§ **SHORT EXERCISE**
Rewrite the rows from the first line through the line with "pixel 445 338", replacing "Query" with "Label" and leaving everything else in those lines as it is. Return only those lines.
%%
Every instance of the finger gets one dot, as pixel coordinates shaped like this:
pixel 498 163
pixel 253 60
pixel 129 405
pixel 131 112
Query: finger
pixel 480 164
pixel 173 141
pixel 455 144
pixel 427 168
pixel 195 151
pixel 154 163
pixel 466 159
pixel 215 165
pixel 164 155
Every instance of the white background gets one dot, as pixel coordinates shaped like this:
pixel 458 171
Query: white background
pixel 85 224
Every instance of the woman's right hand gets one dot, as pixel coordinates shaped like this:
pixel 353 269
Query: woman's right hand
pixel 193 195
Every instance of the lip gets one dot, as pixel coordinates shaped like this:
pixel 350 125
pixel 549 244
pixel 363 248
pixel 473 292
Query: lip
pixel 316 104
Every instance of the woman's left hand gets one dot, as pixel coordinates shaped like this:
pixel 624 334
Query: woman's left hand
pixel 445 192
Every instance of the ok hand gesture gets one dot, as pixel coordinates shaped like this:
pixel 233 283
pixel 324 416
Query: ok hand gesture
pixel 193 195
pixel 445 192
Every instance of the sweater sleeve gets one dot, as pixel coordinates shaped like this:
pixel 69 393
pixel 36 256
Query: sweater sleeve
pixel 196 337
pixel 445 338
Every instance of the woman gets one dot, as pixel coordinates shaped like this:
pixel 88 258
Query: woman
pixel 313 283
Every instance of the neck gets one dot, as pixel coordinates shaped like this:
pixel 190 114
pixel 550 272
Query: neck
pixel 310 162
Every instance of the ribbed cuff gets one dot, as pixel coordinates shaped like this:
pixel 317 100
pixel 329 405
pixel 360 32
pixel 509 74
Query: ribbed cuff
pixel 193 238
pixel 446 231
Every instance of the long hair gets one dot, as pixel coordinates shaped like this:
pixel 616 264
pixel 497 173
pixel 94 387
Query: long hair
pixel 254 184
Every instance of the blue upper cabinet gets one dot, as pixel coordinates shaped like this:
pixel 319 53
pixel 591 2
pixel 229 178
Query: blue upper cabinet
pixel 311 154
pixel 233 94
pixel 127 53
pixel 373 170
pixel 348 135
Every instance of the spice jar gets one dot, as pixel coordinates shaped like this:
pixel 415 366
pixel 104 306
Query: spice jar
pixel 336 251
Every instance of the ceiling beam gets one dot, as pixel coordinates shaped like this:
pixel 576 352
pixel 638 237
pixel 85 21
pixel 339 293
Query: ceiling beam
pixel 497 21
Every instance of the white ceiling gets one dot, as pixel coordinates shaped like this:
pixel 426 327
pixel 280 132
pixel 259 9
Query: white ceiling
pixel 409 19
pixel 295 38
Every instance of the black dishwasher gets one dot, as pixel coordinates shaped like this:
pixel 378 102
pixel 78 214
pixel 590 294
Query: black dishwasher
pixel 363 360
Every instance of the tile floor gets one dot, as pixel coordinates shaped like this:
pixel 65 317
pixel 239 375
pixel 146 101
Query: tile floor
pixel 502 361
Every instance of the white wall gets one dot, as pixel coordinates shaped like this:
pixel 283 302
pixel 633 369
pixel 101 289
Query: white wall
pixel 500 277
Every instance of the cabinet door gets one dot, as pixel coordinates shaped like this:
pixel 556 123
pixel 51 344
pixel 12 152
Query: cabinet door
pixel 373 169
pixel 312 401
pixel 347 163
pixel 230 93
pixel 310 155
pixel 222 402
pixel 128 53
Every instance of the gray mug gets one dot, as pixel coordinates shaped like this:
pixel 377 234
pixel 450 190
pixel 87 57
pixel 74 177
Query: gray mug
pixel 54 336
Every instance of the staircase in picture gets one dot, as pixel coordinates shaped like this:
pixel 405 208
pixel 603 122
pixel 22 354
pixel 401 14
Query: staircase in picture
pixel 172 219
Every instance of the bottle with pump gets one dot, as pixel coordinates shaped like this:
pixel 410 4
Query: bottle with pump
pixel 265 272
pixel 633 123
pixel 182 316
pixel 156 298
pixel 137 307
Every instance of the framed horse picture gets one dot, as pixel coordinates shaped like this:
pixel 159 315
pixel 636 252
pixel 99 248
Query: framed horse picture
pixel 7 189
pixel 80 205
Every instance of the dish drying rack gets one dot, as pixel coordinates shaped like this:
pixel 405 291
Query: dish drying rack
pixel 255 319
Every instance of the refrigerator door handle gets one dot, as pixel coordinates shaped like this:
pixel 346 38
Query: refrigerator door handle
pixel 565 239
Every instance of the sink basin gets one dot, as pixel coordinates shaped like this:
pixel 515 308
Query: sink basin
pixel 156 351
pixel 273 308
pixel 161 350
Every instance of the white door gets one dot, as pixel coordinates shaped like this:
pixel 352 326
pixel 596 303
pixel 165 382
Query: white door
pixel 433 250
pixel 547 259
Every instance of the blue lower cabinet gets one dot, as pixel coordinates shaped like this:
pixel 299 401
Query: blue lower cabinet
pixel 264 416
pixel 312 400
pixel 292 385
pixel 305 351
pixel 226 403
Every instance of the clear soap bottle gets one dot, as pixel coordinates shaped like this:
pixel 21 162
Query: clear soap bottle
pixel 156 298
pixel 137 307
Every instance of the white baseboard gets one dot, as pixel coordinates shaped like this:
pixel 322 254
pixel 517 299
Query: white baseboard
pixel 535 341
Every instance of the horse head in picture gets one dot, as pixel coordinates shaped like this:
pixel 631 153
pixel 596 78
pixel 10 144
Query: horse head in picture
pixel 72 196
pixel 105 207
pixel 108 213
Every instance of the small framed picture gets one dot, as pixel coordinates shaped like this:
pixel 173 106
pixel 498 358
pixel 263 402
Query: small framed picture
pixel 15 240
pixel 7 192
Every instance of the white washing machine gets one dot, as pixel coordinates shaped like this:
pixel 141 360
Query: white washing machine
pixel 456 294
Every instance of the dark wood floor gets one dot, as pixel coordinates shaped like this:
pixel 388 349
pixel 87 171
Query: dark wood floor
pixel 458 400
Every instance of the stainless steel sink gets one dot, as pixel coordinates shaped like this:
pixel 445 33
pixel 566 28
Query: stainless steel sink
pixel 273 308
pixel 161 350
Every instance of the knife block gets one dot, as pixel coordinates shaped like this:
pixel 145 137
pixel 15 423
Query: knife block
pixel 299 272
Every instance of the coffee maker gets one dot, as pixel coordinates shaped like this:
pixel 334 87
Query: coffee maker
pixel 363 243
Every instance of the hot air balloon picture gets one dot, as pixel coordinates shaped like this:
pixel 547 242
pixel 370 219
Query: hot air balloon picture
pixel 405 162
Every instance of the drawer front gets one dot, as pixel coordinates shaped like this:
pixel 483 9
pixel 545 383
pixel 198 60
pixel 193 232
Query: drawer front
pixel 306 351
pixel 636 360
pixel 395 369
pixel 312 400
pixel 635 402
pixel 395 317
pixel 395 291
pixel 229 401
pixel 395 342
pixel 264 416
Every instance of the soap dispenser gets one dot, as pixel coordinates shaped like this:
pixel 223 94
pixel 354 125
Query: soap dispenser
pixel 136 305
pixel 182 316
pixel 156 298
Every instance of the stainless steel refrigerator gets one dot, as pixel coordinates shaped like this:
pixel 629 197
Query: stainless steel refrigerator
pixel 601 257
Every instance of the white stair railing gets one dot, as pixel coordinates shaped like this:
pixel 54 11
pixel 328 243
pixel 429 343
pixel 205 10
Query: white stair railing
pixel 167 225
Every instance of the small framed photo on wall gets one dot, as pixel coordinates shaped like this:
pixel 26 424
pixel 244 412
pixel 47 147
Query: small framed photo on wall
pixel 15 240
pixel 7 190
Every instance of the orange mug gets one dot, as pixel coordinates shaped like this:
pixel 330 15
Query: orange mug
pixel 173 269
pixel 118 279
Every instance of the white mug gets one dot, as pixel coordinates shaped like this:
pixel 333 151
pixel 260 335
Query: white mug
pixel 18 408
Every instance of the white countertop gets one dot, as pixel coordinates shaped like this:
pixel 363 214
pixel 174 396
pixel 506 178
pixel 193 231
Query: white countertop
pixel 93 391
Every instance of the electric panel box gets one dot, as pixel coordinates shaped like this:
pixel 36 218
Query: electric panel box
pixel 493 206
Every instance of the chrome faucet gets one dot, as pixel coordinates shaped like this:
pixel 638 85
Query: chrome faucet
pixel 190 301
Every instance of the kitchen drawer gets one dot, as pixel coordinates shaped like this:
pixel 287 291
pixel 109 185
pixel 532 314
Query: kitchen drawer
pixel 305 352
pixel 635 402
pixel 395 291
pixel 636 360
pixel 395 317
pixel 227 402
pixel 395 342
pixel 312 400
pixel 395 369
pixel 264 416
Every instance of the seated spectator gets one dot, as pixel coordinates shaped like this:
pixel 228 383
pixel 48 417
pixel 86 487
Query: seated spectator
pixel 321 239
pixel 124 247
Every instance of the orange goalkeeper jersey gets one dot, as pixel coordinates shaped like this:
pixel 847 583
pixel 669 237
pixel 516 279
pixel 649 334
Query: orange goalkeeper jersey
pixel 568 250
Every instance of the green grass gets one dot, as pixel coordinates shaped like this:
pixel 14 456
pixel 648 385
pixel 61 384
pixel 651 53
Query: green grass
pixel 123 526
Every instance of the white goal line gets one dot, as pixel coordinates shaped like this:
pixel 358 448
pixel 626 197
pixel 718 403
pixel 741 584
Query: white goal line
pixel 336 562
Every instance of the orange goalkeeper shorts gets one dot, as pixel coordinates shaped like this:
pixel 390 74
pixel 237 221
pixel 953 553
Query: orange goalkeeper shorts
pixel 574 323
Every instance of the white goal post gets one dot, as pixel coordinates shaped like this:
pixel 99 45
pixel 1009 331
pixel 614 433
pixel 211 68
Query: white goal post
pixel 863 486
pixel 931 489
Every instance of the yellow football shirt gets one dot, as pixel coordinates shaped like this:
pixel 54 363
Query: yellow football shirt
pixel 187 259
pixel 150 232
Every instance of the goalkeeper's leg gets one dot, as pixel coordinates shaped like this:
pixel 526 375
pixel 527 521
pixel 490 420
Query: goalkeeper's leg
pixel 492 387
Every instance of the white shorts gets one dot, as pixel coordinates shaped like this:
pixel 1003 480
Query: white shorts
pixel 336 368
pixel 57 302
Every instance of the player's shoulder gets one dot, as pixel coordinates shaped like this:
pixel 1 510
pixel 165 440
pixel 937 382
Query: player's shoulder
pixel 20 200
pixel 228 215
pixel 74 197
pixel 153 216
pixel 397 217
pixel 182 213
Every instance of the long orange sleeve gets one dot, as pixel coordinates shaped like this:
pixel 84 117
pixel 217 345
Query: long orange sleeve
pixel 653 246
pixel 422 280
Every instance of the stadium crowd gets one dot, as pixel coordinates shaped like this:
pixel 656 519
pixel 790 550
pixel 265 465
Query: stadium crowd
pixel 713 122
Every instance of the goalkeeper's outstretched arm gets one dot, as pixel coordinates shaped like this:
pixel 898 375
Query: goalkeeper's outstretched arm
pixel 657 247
%%
§ **THE SOLUTION**
Every instance of the finger gets one dot, as pixel coordinates shaped like this:
pixel 498 163
pixel 253 60
pixel 129 405
pixel 131 112
Label: finger
pixel 480 164
pixel 173 141
pixel 455 144
pixel 427 168
pixel 195 151
pixel 154 163
pixel 466 159
pixel 215 165
pixel 164 155
Every instance of the white background gets one dot, as pixel coordinates shaped like this:
pixel 458 171
Label: white background
pixel 85 224
Every instance of the woman's right hand gets one dot, as pixel coordinates shaped like this:
pixel 353 269
Label: woman's right hand
pixel 193 195
Every instance of the lip gets one dot, as pixel coordinates shaped like this:
pixel 350 125
pixel 549 244
pixel 363 248
pixel 473 292
Label: lip
pixel 316 104
Every instance of the woman's left hand gets one dot, as pixel coordinates shaped like this:
pixel 624 334
Label: woman's left hand
pixel 445 192
Every instance of the ok hand gesture gets one dot, as pixel coordinates shaped like this:
pixel 233 283
pixel 324 416
Label: ok hand gesture
pixel 193 195
pixel 445 192
Every instance of the sweater sleeve gets one dot, as pixel coordinates shaped like this:
pixel 69 393
pixel 36 256
Label: sweater sleeve
pixel 196 337
pixel 445 338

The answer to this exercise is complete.